Stated goal:
Recast the material from the line containing "For the benchmark, mark every instance of the ear" through the final line, both included, as a JSON list of strings with one string per line and blank lines omitted.

Records for this exercise:
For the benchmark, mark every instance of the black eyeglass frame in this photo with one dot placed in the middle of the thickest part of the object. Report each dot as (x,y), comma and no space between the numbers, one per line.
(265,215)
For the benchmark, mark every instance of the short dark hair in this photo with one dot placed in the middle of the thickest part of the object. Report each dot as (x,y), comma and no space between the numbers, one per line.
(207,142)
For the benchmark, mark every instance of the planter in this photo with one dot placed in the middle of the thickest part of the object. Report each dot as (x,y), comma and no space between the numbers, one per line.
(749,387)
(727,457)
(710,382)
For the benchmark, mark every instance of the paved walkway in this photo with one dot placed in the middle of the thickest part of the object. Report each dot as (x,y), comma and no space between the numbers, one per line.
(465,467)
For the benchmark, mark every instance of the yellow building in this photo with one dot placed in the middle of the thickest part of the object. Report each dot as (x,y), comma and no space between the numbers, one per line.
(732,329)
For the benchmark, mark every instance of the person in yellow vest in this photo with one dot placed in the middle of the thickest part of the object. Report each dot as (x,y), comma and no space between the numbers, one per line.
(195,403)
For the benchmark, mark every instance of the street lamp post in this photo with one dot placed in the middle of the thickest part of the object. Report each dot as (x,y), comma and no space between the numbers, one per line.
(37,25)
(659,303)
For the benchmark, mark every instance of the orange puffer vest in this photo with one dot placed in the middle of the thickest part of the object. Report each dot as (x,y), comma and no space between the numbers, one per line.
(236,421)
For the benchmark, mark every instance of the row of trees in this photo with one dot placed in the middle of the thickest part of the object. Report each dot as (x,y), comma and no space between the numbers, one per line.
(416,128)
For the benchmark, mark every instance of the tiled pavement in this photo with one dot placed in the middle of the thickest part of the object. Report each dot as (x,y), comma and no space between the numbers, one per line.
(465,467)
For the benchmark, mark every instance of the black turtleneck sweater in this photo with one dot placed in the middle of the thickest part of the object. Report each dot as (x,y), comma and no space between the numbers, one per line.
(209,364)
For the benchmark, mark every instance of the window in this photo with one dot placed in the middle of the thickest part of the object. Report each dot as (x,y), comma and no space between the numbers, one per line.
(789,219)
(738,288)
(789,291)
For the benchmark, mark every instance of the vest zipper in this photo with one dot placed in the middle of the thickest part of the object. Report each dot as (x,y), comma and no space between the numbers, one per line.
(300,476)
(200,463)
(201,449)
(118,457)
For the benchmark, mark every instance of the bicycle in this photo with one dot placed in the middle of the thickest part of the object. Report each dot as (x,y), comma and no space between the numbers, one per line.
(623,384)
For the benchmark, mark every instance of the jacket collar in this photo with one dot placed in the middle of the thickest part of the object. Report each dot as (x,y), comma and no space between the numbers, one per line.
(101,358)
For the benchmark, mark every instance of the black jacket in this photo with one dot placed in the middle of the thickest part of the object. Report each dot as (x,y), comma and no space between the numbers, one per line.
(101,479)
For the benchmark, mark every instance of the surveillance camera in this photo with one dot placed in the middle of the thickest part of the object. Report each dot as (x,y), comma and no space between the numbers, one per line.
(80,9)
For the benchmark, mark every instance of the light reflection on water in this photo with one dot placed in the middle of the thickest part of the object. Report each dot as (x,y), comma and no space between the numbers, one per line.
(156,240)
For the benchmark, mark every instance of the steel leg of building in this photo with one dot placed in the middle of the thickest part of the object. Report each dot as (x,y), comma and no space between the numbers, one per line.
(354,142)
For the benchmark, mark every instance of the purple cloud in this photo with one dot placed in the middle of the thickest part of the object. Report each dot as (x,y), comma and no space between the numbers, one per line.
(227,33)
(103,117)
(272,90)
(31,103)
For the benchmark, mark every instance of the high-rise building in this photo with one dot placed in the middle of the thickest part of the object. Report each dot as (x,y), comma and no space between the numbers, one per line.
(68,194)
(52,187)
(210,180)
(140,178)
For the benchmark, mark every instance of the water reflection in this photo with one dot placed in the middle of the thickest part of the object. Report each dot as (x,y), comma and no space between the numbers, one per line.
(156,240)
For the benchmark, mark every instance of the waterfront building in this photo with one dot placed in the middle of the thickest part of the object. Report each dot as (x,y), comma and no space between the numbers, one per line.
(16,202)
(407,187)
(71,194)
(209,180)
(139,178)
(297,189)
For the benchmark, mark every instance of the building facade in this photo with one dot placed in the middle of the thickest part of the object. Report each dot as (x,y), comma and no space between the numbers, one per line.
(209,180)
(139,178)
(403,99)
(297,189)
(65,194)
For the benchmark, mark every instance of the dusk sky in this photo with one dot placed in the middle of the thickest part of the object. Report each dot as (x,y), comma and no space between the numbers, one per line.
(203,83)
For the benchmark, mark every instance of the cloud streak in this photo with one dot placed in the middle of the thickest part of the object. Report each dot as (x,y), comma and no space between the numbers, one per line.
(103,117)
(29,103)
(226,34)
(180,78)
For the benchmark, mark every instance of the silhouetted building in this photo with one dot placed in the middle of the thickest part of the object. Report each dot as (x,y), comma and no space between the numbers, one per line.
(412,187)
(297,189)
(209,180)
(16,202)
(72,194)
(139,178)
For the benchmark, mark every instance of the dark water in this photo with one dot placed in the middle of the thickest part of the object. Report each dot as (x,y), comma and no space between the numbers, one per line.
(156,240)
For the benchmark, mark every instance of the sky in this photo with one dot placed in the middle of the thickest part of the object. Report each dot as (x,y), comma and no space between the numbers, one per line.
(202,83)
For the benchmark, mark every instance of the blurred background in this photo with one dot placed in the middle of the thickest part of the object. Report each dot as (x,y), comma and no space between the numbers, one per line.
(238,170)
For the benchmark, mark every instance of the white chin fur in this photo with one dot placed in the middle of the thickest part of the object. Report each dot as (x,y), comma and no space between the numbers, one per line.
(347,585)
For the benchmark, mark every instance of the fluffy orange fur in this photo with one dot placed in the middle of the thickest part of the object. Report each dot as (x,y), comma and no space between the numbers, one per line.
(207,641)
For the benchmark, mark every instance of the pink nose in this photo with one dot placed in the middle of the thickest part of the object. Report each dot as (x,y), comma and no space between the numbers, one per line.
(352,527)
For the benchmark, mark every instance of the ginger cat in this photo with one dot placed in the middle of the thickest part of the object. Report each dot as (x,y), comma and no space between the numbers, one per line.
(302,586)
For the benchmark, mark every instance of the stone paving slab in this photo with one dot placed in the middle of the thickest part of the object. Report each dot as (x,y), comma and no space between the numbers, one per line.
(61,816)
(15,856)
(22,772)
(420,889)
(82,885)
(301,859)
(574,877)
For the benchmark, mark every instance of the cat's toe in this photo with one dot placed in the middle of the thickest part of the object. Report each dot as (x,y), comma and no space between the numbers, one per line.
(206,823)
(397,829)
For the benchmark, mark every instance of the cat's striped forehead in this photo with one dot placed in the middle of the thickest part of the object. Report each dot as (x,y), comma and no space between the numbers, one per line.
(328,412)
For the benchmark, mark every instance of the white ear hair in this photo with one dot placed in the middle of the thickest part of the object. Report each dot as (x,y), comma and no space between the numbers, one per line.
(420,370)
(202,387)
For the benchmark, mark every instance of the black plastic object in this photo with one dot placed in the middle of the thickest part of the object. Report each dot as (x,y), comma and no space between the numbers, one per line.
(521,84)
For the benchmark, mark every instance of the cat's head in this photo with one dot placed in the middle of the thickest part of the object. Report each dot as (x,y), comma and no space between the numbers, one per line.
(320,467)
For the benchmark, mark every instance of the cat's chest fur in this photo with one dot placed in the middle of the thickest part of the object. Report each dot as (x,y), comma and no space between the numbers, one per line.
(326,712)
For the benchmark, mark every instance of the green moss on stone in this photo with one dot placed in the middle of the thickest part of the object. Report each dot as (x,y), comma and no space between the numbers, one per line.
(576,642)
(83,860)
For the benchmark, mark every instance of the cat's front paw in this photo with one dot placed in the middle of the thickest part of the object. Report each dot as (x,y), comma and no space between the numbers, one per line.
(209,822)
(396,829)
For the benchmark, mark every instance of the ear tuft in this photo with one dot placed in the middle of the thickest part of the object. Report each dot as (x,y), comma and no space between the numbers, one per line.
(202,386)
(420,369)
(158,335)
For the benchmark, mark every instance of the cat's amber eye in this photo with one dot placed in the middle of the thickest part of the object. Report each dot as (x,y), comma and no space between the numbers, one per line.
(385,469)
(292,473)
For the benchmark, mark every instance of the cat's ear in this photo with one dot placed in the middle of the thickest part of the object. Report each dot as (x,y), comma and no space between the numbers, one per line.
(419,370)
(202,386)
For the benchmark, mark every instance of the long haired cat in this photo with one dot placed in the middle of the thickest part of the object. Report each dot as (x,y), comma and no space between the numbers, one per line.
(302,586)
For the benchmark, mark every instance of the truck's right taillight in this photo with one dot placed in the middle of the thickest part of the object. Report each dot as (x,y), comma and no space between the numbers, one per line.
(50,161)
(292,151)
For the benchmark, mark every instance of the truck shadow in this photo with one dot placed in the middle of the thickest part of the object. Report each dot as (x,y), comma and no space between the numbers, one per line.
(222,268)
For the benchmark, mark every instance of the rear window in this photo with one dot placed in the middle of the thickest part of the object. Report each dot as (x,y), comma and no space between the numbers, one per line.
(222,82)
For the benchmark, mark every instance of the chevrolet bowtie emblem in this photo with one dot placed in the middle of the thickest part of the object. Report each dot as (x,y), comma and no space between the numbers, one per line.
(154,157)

Answer to the problem:
[
  "For the benchmark, mark every instance of the ear tuft in this photo with one dot placed in the middle of the thickest part of the object. Report each dot as (x,y), comma and no space between the numbers, one per line.",
  "(202,386)",
  "(420,369)",
  "(158,335)",
  "For the benchmark, mark every instance of the cat's amber eye in this photo with one dot placed in the middle of the thickest part of the object. Report each dot as (x,y), comma and no space between the numbers, one per line.",
  "(385,469)",
  "(292,473)",
  "For the benchmark, mark every instance of the cat's ear in this photo with one dot placed in the middle of the thickest part of the object. Report each dot as (x,y), comma and no space between the numbers, one per line.",
  "(419,370)",
  "(202,386)",
  "For the benchmark, mark every instance of the long haired cat in this photo with one dot placed in the middle of the thickest part of the object. Report each dot as (x,y), comma and no space between the numbers, one per line.",
  "(302,586)",
  "For the benchmark, mark every instance of the truck's right taillight in this photo with one dot placed in the middle of the thickest part of the object. Report each dot as (x,y), comma and no space between the numbers, one per line.",
  "(50,161)",
  "(292,151)",
  "For the benchmark, mark every instance of the truck shadow in this photo with one dot placed in the middle of the thickest part of the object. Report each dot as (x,y), comma and no space between the numbers, one per line.",
  "(222,268)",
  "For the benchmark, mark every instance of the rear window in this photo with one dot placed in the middle of the thickest part of the object. Report each dot as (x,y), comma and no space between the numbers, one per line.",
  "(222,82)",
  "For the benchmark, mark every instance of the chevrolet bowtie emblem in this photo with one dot placed in the middle of the thickest part of the object. Report each dot as (x,y), comma and no space between the numbers, one per line.",
  "(154,157)"
]